### WHAT TO PRODUCE
Copy every line of the records below word for word, changing nothing.

----- EXERCISE MATERIAL

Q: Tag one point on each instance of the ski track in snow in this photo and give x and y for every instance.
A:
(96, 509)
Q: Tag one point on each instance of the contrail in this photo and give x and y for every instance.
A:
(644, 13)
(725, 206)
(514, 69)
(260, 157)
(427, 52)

----------

### SOLUTION FOR THIS TASK
Q: Tag one point on each instance of the ski track in snow in this photo and give x and y for every instance.
A:
(96, 509)
Q: Tag one point on each instance of the contrail in this photo and give x and y for every instance.
A:
(644, 13)
(725, 206)
(514, 69)
(260, 157)
(427, 52)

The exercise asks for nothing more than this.